• _What to do_:
Copy the comments on interfaith marriage from "I didn’t mean" to "of that pain.", substituting "sorrow" for every "pain".

• _Document_:

========================================================================

Deborah, you’re right, my tone went awry but I think you also are mischaracterizing what I said.
I didn’t mean to suggest that a child within an interfaith marriage must either face a spiritual crisis or be vapid and shallow. Most don’t face any kind of crisis, I didn’t, my friend didn’t. What we did face was real, deep pain that our eternal destiny as defined by the church we loved and believed in was limited by the non-member status of one of our parents.
I agree that “vapid and shallow” were poor word choices, but I used them not to malign anyone but to emphasize that the most average child does not have to go to church for very long before she understands the doctrine of eternal families, the role of temples in making them, and the impossibility of a non-member participating there. And so, even though I know you disagree, I’m comfortable saying that any child in an interfaith marriage who believes, or wants to believe, what she hears in church will experience some of that pain.
Rachel, in my home we were also taught that our family would someday be sealed, we had lots of hope and there was no visible despair, we were a pretty stoic bunch. If you had known us you might have come to the same conclusion you reached about you friends. But it was there, not on the surface, not close to the surface most of the time, but it was there.
Thanks for letting me take part in the conversation.
Thanks for the clarification KLC. Glad to have you here.
Deborah,
Thank you for sharing this, I have actually been wondering about your marriage ever since I heard that you had gotten married. I married a catholic boy almost ten years ago and know very few people in interfaith relationships. I am also completely fine with the reality that my husband will never join the church although it took a few years for me to get there. Now I just wish that everyone would stop trying to convert him and just get to know the person he is and not treat him like a potential convert. Church is sometimes difficult with the constant focus on temple marriages (especially with kids) but I am happy with the community I have at church.
P.S. I am certain that you are right that things will be said in church that will cause children in interfaith families pain. And I do not doubt yours. I was acutely aware of that when I was in Primary; I think I was primed to notice how comments might be interpreted by children in various family situations (especially since family was the theme for the ENTIRE YEAR).
Most of the women who I have talked to who have (prayerfully) chosen to marry outside the church have undergone moments of sadness or pain, sometimes intense — from a change in personal expectation, from “disappointing” their families (I’ve heard some heart-breaking stories about parents’ reactions to their children), from members who aren’t sure whether they should congratulate you or mourn. I hope you have found peace in your family and your spiritual path (I know that could sound glib, but I mean it).
KLC, thank you for talking about your experience here. I’m embarrassed to admit that I hadn’t really thought about the experience of children in an interfaith marriage. Were there things that ward members did that helped you in this struggle? We have some kids in our Primary who are in your situation, and I’m often wondering what I can do to help them.
Is this Marie from college-days Marie?!
Yes, it’s me. I was so curious because you are one of the most awesome women I have ever known and you seem to be pulling off – so gracefully – a situation that I struggled with for quite a while.
Ha! You didn’t see my angst six years ago!! But thanks for your kind words — you are pretty awesome yourself.
Personally I find that one of the hardest things I have to face as a parent is that I cannot spare my children pain.
I’m in a marriage between two RM descendants of the pioneers that went interfaith, so to speak, shortly after the temple ceremony. My husband describes himself as agnostic/atheist/humanist. After many discussions during our infertility years he finally decided he can accept my raising our children Mormon. As others have said on this thread, sometimes it’s overwhelming to realize that their entire religious education is up to me. But my husband is also a good man and an excellent father to our little girl. It is vital to the success of any marriage that each partner genuinely accept the things they wouldn’t have chosen in the other. For me, that means accepting my husband’s unbelief without living in any sort of imagined future in which it changes, much to my convenience.

========================================================================

• _Material_:
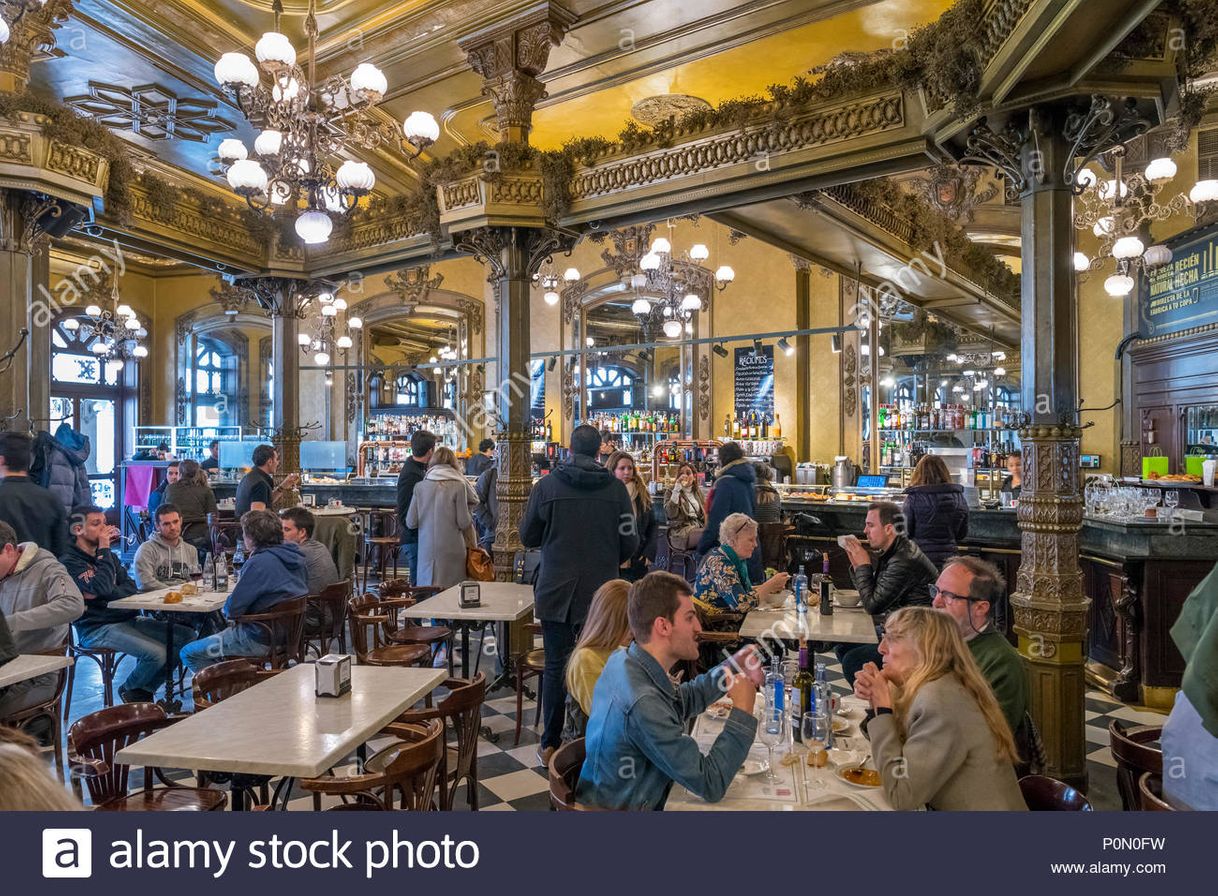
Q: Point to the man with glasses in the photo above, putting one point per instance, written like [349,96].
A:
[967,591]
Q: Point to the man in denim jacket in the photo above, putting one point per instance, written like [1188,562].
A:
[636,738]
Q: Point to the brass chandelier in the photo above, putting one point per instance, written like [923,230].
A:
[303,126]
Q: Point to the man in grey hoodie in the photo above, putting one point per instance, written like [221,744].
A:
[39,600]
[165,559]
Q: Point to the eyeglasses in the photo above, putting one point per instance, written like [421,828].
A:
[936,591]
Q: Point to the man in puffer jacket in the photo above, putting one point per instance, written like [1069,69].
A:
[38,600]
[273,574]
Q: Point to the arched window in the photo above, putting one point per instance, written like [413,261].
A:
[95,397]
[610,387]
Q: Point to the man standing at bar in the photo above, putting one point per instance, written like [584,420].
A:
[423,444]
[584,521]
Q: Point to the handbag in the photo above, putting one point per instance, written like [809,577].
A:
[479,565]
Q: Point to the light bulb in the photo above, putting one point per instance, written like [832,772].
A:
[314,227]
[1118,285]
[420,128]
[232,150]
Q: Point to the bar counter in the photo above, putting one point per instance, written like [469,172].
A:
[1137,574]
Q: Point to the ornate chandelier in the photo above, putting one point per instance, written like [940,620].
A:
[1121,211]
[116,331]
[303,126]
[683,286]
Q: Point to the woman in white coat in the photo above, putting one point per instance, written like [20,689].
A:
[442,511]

========================================================================

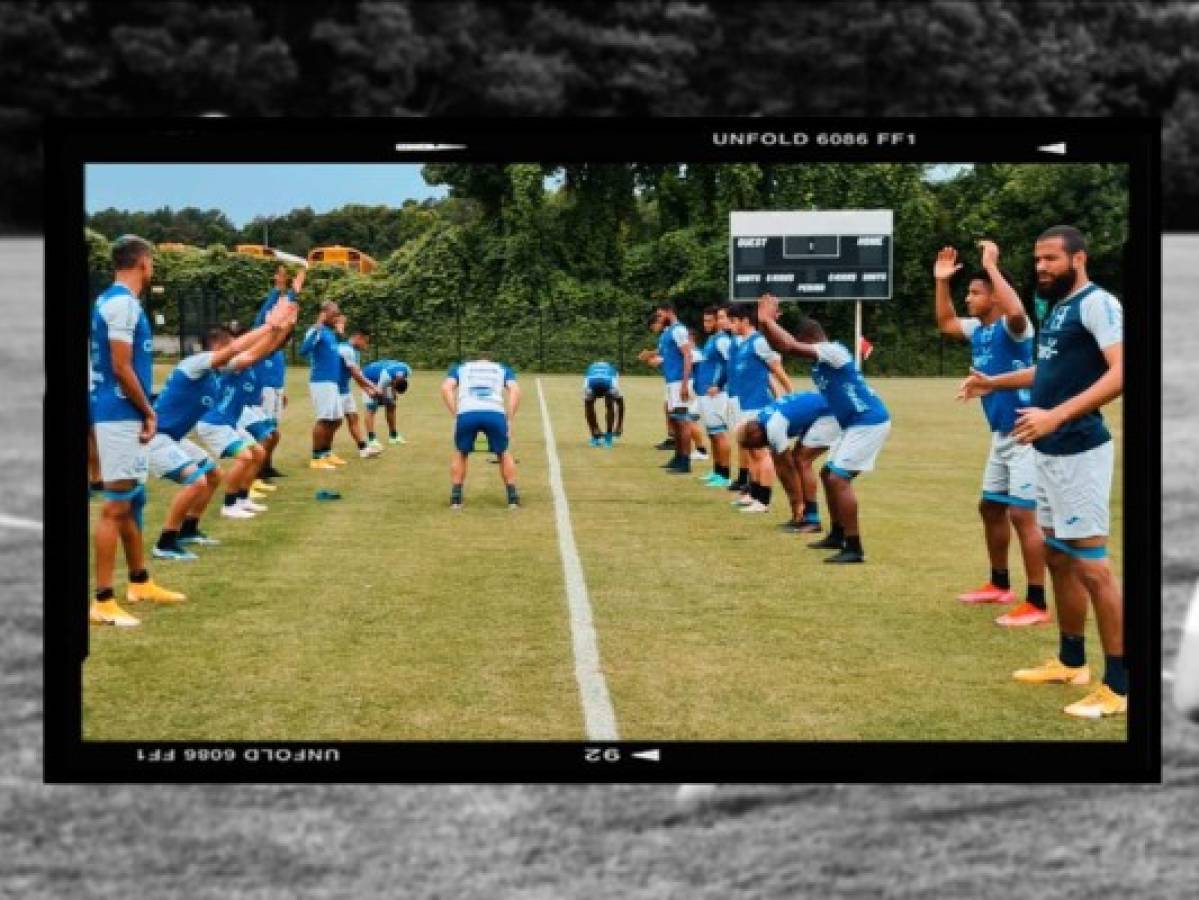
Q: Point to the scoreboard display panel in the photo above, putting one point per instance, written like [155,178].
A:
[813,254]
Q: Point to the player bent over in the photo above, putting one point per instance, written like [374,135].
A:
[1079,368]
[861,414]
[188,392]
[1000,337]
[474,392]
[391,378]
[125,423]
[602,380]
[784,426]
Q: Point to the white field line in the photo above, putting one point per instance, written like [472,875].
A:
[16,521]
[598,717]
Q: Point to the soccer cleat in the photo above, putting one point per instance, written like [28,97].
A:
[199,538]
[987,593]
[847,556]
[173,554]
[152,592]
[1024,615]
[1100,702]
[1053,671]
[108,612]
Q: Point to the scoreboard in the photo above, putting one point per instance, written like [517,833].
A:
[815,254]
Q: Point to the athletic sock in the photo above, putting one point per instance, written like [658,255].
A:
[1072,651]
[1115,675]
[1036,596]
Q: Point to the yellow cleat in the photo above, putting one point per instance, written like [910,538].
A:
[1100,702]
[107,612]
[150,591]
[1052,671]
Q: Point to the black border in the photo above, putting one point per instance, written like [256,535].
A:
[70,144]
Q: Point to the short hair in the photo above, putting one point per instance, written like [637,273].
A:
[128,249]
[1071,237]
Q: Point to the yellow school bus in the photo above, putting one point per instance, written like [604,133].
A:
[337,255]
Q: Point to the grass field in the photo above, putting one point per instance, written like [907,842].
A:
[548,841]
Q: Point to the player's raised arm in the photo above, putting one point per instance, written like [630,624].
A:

========================================================================

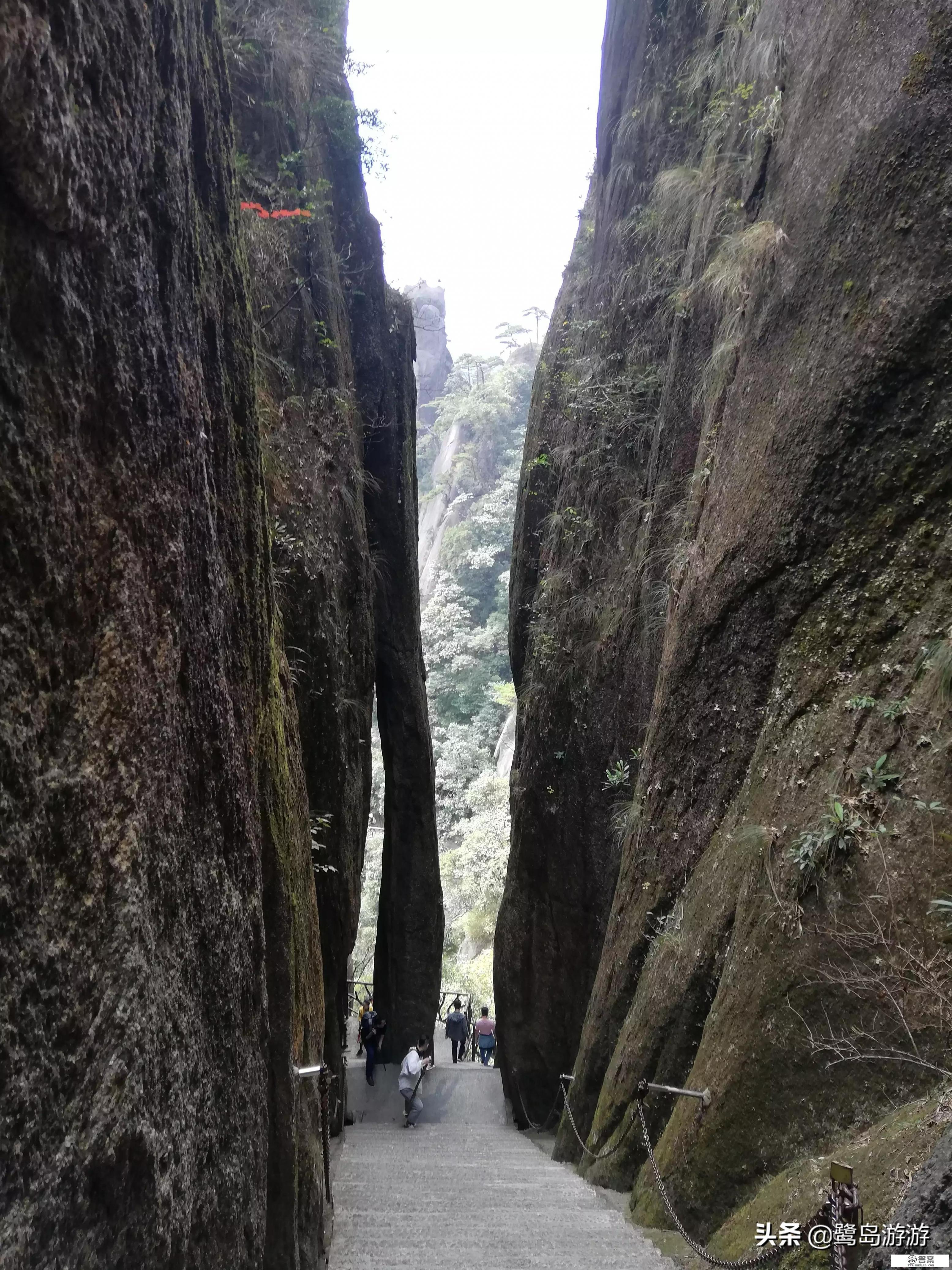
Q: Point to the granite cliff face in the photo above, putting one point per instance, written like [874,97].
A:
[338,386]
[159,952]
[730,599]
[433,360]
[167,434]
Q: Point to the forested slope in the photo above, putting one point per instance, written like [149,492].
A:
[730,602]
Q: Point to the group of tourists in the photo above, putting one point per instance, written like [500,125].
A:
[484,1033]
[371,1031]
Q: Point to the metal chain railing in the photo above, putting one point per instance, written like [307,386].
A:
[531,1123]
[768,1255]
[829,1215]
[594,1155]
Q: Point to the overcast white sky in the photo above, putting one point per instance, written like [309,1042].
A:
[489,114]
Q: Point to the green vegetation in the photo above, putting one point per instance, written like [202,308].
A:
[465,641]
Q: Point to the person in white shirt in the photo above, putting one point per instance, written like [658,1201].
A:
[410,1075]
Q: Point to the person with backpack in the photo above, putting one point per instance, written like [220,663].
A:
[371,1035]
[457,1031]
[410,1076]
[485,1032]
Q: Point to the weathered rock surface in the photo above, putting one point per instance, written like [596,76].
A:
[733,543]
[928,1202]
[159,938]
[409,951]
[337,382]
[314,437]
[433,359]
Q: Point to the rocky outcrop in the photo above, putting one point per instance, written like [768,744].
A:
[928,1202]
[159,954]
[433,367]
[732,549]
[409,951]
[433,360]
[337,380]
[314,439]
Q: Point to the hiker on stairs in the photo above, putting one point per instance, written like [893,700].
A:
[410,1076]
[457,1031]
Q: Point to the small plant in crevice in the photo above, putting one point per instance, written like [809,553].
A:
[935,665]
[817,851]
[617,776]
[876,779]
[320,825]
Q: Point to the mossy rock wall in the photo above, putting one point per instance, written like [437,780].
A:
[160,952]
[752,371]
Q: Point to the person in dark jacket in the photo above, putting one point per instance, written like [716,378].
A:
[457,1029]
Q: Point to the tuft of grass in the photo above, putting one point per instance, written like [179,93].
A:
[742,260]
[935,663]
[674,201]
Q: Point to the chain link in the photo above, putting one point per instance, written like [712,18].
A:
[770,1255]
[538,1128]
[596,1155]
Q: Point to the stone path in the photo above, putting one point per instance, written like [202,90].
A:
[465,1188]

========================================================================

• _Task solution_:
I didn’t mean to suggest that a child within an interfaith marriage must either face a spiritual crisis or be vapid and shallow. Most don’t face any kind of crisis, I didn’t, my friend didn’t. What we did face was real, deep sorrow that our eternal destiny as defined by the church we loved and believed in was limited by the non-member status of one of our parents.
I agree that “vapid and shallow” were poor word choices, but I used them not to malign anyone but to emphasize that the most average child does not have to go to church for very long before she understands the doctrine of eternal families, the role of temples in making them, and the impossibility of a non-member participating there. And so, even though I know you disagree, I’m comfortable saying that any child in an interfaith marriage who believes, or wants to believe, what she hears in church will experience some of that sorrow.